──────── Data in this exercise

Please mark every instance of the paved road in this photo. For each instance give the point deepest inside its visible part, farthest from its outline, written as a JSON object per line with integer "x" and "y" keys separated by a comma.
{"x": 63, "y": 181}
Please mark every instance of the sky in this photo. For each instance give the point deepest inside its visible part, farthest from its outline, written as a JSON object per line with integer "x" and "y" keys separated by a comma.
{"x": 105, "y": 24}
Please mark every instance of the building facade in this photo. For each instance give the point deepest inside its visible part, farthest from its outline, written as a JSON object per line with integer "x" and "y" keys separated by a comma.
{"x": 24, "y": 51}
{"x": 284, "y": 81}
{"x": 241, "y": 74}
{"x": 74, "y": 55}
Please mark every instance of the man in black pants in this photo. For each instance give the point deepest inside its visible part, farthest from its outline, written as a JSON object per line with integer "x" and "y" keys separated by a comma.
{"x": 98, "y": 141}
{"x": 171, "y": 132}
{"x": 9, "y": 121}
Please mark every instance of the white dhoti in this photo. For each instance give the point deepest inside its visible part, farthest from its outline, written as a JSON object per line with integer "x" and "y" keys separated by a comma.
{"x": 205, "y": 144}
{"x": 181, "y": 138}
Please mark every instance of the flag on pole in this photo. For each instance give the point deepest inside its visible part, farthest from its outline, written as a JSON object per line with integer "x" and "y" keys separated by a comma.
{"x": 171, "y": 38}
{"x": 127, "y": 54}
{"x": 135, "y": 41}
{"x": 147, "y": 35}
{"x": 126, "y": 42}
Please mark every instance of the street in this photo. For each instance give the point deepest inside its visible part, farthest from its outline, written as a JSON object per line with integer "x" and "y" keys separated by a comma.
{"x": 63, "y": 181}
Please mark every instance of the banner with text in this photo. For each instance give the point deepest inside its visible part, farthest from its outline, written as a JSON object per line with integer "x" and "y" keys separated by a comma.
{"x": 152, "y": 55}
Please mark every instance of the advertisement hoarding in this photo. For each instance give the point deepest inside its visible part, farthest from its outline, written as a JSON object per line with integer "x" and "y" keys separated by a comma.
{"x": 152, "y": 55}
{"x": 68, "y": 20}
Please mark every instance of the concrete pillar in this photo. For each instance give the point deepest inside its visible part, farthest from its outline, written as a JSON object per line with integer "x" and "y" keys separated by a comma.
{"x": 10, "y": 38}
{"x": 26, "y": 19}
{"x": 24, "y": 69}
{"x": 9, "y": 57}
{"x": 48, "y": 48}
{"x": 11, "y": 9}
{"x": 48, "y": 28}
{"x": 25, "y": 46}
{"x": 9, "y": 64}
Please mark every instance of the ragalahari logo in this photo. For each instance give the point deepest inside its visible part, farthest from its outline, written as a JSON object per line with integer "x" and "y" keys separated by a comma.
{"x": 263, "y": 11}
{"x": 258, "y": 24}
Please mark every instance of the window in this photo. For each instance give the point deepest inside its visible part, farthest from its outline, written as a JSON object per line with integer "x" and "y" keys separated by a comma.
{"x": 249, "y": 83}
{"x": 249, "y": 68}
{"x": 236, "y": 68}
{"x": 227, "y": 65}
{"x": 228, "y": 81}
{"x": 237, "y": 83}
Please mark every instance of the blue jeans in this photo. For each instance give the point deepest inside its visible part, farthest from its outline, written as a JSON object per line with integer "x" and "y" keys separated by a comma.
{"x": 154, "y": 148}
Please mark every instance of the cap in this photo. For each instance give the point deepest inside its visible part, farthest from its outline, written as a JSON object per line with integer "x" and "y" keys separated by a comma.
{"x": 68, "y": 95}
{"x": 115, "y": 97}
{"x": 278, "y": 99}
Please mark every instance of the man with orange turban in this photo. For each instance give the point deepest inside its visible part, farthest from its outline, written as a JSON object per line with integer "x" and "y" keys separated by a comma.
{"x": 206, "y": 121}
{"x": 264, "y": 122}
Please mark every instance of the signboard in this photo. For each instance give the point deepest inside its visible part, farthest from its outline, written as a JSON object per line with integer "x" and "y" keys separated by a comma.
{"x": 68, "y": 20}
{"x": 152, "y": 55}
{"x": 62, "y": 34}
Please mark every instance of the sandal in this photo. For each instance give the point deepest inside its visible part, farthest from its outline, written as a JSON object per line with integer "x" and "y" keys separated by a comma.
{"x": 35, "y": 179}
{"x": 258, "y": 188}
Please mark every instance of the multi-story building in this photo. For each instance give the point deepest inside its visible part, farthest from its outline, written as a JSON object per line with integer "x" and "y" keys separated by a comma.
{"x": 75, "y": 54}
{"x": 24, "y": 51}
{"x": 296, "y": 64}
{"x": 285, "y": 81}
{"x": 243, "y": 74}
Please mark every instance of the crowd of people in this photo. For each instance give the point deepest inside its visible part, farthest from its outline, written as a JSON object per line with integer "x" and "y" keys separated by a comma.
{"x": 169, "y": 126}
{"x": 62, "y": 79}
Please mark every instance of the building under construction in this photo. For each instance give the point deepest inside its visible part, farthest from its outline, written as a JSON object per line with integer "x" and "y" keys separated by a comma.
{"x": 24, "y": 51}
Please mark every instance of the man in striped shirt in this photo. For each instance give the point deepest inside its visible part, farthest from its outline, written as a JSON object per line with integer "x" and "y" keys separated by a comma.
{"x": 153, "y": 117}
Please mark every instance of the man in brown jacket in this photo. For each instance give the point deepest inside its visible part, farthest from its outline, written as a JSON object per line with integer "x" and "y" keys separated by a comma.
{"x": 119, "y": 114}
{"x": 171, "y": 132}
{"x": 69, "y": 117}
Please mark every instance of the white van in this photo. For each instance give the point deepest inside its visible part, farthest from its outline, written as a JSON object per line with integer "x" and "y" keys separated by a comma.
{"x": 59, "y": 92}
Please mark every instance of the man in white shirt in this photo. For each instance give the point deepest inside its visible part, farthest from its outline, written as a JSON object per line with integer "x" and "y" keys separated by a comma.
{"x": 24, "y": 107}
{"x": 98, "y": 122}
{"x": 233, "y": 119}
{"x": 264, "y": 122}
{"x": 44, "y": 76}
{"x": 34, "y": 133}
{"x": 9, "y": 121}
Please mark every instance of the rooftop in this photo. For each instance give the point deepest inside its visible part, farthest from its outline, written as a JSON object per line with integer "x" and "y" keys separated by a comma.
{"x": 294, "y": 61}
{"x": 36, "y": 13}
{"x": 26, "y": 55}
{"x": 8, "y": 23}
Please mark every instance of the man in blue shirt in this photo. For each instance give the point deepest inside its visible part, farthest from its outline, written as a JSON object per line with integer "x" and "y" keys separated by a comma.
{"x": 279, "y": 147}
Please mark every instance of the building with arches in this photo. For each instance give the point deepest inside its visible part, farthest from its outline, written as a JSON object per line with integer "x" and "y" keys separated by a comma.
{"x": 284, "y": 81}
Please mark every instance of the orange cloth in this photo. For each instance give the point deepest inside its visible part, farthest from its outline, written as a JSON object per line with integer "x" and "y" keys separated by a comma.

────────────────

-- Exercise --
Take the data above and return it exactly.

-- Response to this task --
Please mark every instance of the paved road in this photo. For each instance give the point deepest inside its visible part, farthest from its outline, written as a JSON object per line with integer "x" and "y" keys separated by a comma.
{"x": 63, "y": 181}
Please mark every instance of the sky in this photo. For each instance give the point deepest inside its visible part, farthest from its outline, written as a JSON object per line with integer "x" and "y" keys separated by a comma.
{"x": 105, "y": 24}
Please mark every instance of the building facade in this photo. For each instance give the point deepest inside its visible part, farthest from its outline, written as a JSON object per line with integer "x" and "y" keys separated by a comma.
{"x": 24, "y": 51}
{"x": 284, "y": 81}
{"x": 241, "y": 74}
{"x": 74, "y": 55}
Please mark every instance of the man in black pants in this photo. For each instance give the point deepest inside its visible part, farthest from its outline, written as a JSON object per line with integer "x" and "y" keys separated by a comma.
{"x": 98, "y": 141}
{"x": 171, "y": 132}
{"x": 9, "y": 121}
Please mark every instance of the white dhoti in this photo. For each instance give the point deepest inside its visible part, farthest from its outline, written as a JSON object per line with integer "x" and "y" keys separated by a comma.
{"x": 205, "y": 144}
{"x": 181, "y": 138}
Please mark every instance of the flag on pole in this photo. For each instance give the point deepest inside its visible part, farthest from its outline, written as a JSON object per line with integer "x" and "y" keys separated by a comma.
{"x": 171, "y": 38}
{"x": 127, "y": 54}
{"x": 135, "y": 41}
{"x": 147, "y": 35}
{"x": 126, "y": 42}
Please mark every instance of the street in this photo. For each instance give the point deepest inside its visible part, farthest from its outline, written as a JSON object per line with integer "x" and "y" keys separated by a comma.
{"x": 63, "y": 181}
Please mark every instance of the banner with text in this photo. For each instance give the point deepest inside its visible part, farthest from its outline, written as a JSON object per line with integer "x" and "y" keys separated by a comma.
{"x": 152, "y": 55}
Please mark every instance of the advertisement hoarding in this photo. For each instance give the point deepest inside its visible part, farthest from its outline, written as a JSON object per line with integer "x" and "y" keys separated by a comma.
{"x": 152, "y": 55}
{"x": 68, "y": 20}
Please mark every instance of the concrete pillar in this photo. For each instance give the point deepest inside its visible part, farthest from its outline, written as a JSON object per line with integer "x" and "y" keys separated by a comma.
{"x": 10, "y": 38}
{"x": 26, "y": 19}
{"x": 24, "y": 69}
{"x": 9, "y": 57}
{"x": 48, "y": 48}
{"x": 11, "y": 9}
{"x": 48, "y": 28}
{"x": 25, "y": 46}
{"x": 9, "y": 64}
Please mark every instance of the ragalahari logo in this photo. For each instance give the point deepest inside its visible part, farthest from its outline, written as a JSON object per line with integer "x" and "y" keys separated by a comma.
{"x": 263, "y": 11}
{"x": 258, "y": 24}
Please mark every instance of the window in this photo. For each instance give the point deepest inside its visible part, farthest from its outline, written as a JSON object per line with integer "x" and "y" keys separated by a comma.
{"x": 249, "y": 83}
{"x": 249, "y": 68}
{"x": 236, "y": 68}
{"x": 227, "y": 65}
{"x": 228, "y": 81}
{"x": 237, "y": 83}
Please mark every instance of the blue jeans in this photo. For each instance give the point deepest inside its visible part, farthest from its outline, written as a JSON object per line with integer "x" and "y" keys separated by a comma.
{"x": 154, "y": 148}
Please mark every instance of the cap in this photo. For each instance give the point deepest inside its visible part, farthest from its outline, written as a JSON object per line with integer "x" and "y" keys separated by a comma.
{"x": 68, "y": 95}
{"x": 115, "y": 97}
{"x": 278, "y": 99}
Please mark every instance of the man with orange turban in this photo. For each instance give the point deepest inside its visible part, farthest from its outline, written as a JSON object per line with integer "x" and "y" keys separated by a comma.
{"x": 206, "y": 121}
{"x": 264, "y": 122}
Please mark every instance of the signboard in this photo. For each instance give the point deepest inside its visible part, farthest from its outline, written as a JSON object per line with integer "x" and "y" keys separated by a comma.
{"x": 68, "y": 20}
{"x": 152, "y": 55}
{"x": 62, "y": 34}
Please mark every instance of the sandal in this photo. For each instance give the point deepest inside its visible part, farthest from its outline, written as a JSON object per line with integer "x" and "y" keys separated by a comma.
{"x": 35, "y": 179}
{"x": 258, "y": 188}
Please mark every instance of the multi-story building in this photo. For each instance give the point deepest inside its visible part, farthest from its outline, written as a JSON object per line with integer "x" and "y" keys separated by a comma.
{"x": 75, "y": 54}
{"x": 24, "y": 51}
{"x": 296, "y": 64}
{"x": 285, "y": 81}
{"x": 243, "y": 74}
Please mark every instance of the crowd of people in this photo. For each instance give the point deepest inside its visible part, farthest from its outline, written as a JSON object per line with integer "x" and "y" keys separated by a comma.
{"x": 169, "y": 126}
{"x": 62, "y": 79}
Please mark every instance of the building under construction in this photo. For each instance give the point deepest inside its visible part, farthest from its outline, written as a JSON object per line with integer "x" and "y" keys separated by a comma.
{"x": 24, "y": 51}
Please mark every instance of the man in striped shirt in this photo. For each instance give the point deepest inside its visible part, farthest from its outline, written as a JSON object per line with integer "x" and "y" keys separated by a comma.
{"x": 153, "y": 117}
Please mark every instance of the man in brown jacket in this photo. For each instance give the point deepest inside its visible part, farthest from its outline, written as a JSON object per line with integer "x" and "y" keys separated by a comma.
{"x": 119, "y": 114}
{"x": 171, "y": 132}
{"x": 69, "y": 117}
Please mark every instance of the white van in this photo. For each instance give the point deepest inside its visible part, farthest from its outline, written as a JSON object per line with integer "x" and "y" keys separated by a comma.
{"x": 59, "y": 92}
Please mark every instance of the man in white shirt in this photo. For each instance give the point deepest inside its visible part, farthest from its outline, written as a JSON object per line with integer "x" and "y" keys separated by a comma.
{"x": 24, "y": 107}
{"x": 98, "y": 122}
{"x": 233, "y": 119}
{"x": 264, "y": 122}
{"x": 44, "y": 76}
{"x": 34, "y": 133}
{"x": 9, "y": 121}
Please mark every instance of the rooftop in this photo. For each instance give the point deepest inside its visible part, farthest from its outline, written as a JSON object per line with integer "x" and "y" keys separated by a comma.
{"x": 294, "y": 61}
{"x": 36, "y": 13}
{"x": 26, "y": 55}
{"x": 8, "y": 23}
Please mark every instance of the man in blue shirt in this photo. For each instance give the point deepest inside its visible part, farthest from its outline, written as a JSON object per line with integer "x" and "y" keys separated by a comma.
{"x": 279, "y": 147}
Please mark every instance of the building with arches in this photo. For each instance give the point deepest inside its visible part, farthest from its outline, written as a JSON object per line with integer "x" and "y" keys separated by a comma.
{"x": 284, "y": 81}
Please mark every instance of the orange cloth in this photo. For each instance give the point deepest inside its visible part, farthest from its outline, written as a JSON object per line with integer "x" and "y" keys separated by a comma.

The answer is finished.